__The problem__: Gather every line of the material below that contains the word "crest", and copy each such line in full.

Data items:
## begin

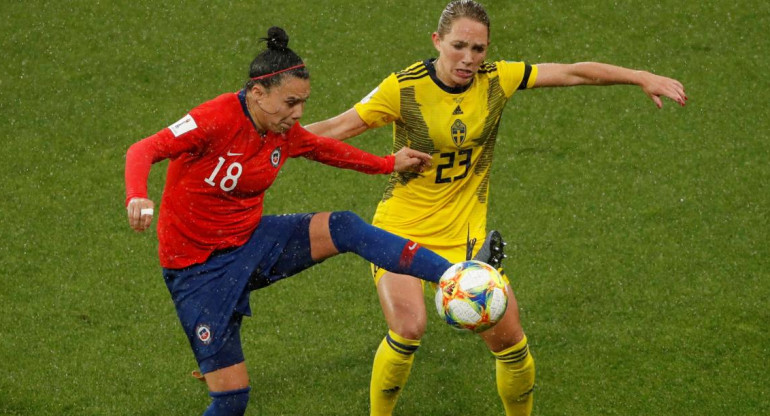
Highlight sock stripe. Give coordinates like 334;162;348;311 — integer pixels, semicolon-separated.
398;240;420;269
496;345;529;363
209;386;251;397
385;333;420;355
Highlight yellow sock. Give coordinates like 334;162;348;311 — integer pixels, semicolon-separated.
369;331;420;416
493;336;535;416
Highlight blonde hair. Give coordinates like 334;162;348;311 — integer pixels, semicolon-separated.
436;0;489;38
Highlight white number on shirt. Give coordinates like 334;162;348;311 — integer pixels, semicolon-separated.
205;156;243;192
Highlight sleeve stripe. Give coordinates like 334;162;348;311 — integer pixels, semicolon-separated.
517;64;532;90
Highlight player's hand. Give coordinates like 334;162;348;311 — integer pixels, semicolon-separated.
393;147;432;173
640;72;687;108
127;198;155;232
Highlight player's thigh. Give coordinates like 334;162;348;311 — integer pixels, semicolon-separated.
377;272;428;339
206;362;249;391
480;285;524;352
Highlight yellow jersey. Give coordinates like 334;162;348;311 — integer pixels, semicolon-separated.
355;60;537;247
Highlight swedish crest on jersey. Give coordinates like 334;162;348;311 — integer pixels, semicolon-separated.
452;118;468;147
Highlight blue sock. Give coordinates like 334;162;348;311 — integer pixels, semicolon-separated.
203;387;251;416
329;211;452;282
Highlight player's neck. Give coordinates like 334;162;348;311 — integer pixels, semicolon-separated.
246;94;267;137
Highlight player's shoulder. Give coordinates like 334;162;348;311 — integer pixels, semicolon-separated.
394;61;430;83
191;92;242;121
198;92;240;112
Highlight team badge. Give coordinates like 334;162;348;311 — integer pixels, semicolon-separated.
195;324;212;345
168;114;198;137
270;147;281;168
452;119;468;147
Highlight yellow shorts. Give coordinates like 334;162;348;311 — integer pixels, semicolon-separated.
370;236;509;288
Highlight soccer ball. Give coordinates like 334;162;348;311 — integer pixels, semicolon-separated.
436;260;508;332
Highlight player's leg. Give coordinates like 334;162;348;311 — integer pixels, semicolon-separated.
369;272;427;416
310;211;451;282
481;286;535;416
163;254;254;416
198;362;251;416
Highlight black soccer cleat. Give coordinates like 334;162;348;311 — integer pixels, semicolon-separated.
473;230;505;270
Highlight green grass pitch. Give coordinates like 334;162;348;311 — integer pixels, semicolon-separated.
0;0;770;416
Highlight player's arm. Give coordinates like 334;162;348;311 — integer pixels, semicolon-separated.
305;108;369;140
125;123;202;231
534;62;687;108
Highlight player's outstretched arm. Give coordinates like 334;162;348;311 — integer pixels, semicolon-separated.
304;108;369;140
534;62;687;108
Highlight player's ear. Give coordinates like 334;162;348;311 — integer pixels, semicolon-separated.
430;32;441;53
251;83;267;99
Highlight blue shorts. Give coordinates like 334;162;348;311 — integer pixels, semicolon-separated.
163;214;318;374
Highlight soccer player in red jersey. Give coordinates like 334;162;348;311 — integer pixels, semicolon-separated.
125;27;462;415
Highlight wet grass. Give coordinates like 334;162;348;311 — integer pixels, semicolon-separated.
0;0;770;415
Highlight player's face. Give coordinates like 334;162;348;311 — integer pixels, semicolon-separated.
258;76;310;133
433;17;489;87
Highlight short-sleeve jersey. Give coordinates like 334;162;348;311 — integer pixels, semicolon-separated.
355;60;537;246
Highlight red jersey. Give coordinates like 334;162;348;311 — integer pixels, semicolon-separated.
126;90;394;269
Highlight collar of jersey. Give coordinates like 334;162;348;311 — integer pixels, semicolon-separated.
238;88;259;131
423;58;473;94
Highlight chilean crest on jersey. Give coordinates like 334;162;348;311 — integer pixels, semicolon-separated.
195;324;212;345
270;147;281;168
452;118;467;147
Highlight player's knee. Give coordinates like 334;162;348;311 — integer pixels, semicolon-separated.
391;316;427;340
203;387;251;416
329;211;368;253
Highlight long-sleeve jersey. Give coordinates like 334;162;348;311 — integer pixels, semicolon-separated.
125;90;395;269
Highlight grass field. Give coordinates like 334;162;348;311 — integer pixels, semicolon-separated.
0;0;770;416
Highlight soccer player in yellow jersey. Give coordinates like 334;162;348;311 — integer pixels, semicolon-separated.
307;0;687;416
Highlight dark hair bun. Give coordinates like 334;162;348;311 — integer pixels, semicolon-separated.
265;26;289;51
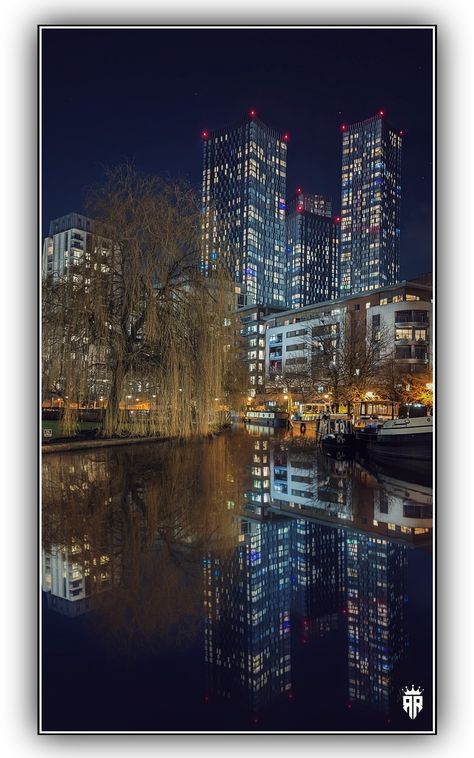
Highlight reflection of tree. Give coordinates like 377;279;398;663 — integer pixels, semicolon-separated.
43;436;241;645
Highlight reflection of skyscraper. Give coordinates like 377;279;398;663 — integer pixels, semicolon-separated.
201;110;288;306
204;519;291;714
292;519;345;635
346;533;407;712
243;436;273;516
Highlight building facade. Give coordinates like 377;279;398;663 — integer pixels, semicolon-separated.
42;213;105;279
235;305;284;398
339;111;402;297
265;281;433;380
201;110;289;306
287;190;340;308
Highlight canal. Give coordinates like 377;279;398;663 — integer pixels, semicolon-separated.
41;428;433;732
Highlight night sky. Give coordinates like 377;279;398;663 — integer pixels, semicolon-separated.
42;29;432;278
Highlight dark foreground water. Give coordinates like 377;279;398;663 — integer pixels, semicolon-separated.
41;430;433;732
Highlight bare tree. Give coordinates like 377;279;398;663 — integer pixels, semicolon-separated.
43;164;237;436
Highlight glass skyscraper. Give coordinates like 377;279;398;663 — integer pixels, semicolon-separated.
339;111;402;297
287;189;339;308
201;110;289;306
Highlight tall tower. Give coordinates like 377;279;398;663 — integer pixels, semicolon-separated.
287;188;340;308
339;111;402;297
201;110;289;306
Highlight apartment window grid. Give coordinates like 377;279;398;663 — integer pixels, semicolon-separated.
340;115;402;297
201;118;287;306
287;195;339;309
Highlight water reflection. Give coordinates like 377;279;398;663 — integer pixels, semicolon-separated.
42;429;432;731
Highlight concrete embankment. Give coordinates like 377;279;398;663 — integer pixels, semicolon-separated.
41;427;230;455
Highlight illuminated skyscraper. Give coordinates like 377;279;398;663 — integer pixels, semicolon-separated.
201;110;289;306
339;111;402;297
287;189;340;308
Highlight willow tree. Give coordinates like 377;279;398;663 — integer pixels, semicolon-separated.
43;164;235;436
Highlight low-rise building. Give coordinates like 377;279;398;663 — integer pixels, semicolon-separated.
265;281;433;388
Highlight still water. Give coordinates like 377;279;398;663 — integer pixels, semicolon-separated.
42;429;433;732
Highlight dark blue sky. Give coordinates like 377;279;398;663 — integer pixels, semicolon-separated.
42;29;432;278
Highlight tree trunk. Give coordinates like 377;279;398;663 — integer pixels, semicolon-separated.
102;359;126;437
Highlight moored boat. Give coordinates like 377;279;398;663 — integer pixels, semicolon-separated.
244;411;290;429
356;416;433;461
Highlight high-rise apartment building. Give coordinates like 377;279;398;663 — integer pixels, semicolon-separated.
339;111;402;297
287;189;340;308
42;213;107;279
201;110;289;306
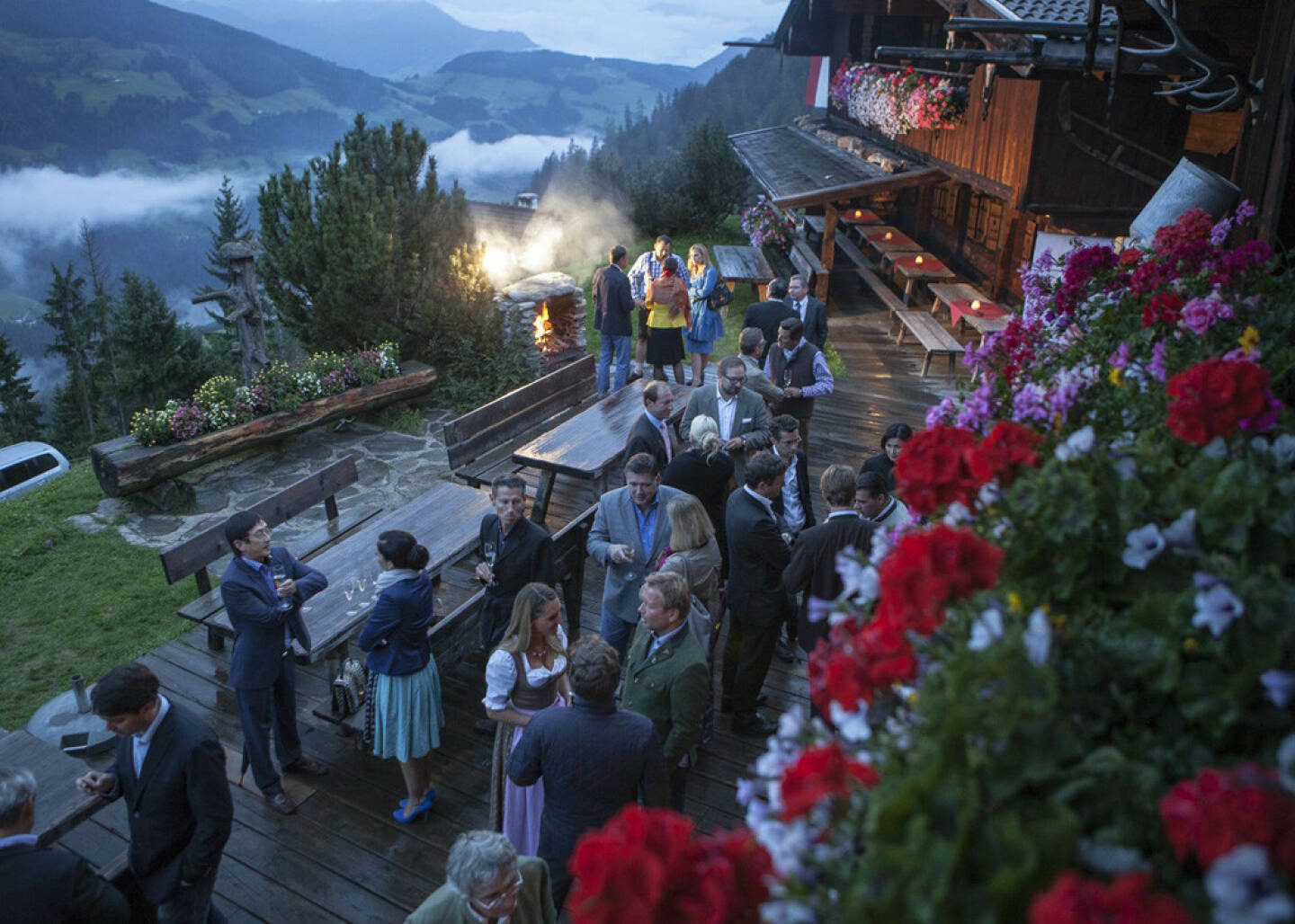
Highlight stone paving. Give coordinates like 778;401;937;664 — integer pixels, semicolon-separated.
71;409;453;550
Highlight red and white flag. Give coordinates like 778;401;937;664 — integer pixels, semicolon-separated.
806;56;831;109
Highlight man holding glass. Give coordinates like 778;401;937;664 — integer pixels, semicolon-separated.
220;510;327;815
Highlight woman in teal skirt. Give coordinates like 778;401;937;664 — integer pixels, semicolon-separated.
683;244;728;386
359;529;445;824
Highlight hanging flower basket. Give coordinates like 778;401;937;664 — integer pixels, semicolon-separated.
827;61;968;138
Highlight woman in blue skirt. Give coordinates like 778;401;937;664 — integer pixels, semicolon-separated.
683;244;724;386
359;529;445;824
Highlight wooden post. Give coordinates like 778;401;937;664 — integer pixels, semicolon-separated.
813;202;836;304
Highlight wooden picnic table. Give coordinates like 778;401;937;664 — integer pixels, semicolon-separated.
0;729;108;847
711;244;774;300
209;482;491;664
513;375;699;523
891;251;957;304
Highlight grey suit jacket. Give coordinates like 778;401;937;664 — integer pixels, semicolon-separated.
585;485;683;623
680;385;773;484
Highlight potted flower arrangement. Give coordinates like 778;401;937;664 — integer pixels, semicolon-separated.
827;61;968;138
742;197;797;256
575;206;1295;924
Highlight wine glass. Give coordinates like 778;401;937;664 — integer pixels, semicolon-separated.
271;562;292;611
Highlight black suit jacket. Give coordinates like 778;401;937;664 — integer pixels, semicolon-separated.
220;546;327;689
0;844;130;924
788;297;827;350
773;449;817;529
594;262;635;336
742;301;800;352
724;488;791;626
478;514;554;611
782;514;877;651
621;412;683;471
108;703;235;904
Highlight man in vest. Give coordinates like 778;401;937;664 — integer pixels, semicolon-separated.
764;317;835;453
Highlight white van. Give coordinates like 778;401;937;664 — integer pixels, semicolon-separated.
0;442;68;501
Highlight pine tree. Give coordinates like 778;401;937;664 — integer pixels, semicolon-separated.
203;176;253;291
108;271;207;413
0;333;40;445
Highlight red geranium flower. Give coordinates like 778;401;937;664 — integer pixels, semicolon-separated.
1166;357;1281;445
895;423;980;516
1030;870;1192;924
1160;763;1295;874
567;805;773;924
782;741;882;822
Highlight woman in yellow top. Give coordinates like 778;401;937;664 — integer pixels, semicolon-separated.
648;256;691;385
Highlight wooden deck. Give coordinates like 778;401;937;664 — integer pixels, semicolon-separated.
59;263;948;924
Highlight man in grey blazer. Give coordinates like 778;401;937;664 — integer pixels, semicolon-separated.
681;356;771;484
586;453;683;662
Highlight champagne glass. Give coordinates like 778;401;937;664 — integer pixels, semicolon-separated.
271;562;292;611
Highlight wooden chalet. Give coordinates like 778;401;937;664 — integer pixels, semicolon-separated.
730;0;1295;298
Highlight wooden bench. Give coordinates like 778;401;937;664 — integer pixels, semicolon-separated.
442;356;598;488
161;456;382;651
894;311;963;378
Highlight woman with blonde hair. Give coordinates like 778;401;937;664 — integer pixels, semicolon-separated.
660;414;733;555
683;244;728;386
482;583;571;857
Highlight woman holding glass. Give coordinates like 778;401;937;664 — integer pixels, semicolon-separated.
359;529;445;824
482;583;571;857
683;244;728;386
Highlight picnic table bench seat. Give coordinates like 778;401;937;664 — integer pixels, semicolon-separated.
161;456;382;651
442;356;598;488
894;309;963;378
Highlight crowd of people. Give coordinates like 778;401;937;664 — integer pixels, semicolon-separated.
0;236;913;924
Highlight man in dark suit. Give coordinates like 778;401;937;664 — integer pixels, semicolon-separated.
0;768;130;924
477;475;553;653
594;244;635;396
76;664;235;924
680;356;769;484
788;276;827;350
720;453;791;738
782;465;877;653
507;635;669;909
742;280;797;351
220;510;327;815
624;379;683;471
621;571;711;812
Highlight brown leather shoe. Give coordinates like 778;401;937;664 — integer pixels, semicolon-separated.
265;792;297;815
283;754;327;777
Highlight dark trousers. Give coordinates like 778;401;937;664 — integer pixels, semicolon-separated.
723;618;782;717
235;655;302;795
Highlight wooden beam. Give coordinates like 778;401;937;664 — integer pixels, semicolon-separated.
773;167;944;209
813;202;836;304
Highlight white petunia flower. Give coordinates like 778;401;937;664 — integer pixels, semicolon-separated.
1024;609;1051;668
1121;523;1165;571
1053;426;1094;462
968;607;1003;651
1192;581;1246;638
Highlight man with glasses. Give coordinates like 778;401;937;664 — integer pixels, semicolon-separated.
220;510;327;815
406;831;557;924
681;356;769;483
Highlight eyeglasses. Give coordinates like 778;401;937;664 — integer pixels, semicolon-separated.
473;871;522;911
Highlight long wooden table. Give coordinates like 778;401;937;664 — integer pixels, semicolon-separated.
711;244;774;299
0;729;108;847
209;482;491;662
513;378;699;523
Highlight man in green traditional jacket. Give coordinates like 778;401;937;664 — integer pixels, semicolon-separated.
621;572;711;812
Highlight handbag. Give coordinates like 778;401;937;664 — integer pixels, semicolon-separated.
333;657;368;717
706;276;733;311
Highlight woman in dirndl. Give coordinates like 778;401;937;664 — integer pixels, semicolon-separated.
359;529;445;824
683;244;728;386
482;583;571;857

## end

__Response__:
Highlight swedish crest on jersey. Give coordinates like 334;162;348;311 — integer pixels, semicolon-separated.
Highlight chilean crest on jersey. Give coordinates like 334;162;348;311 — integer pixels, semicolon-separated.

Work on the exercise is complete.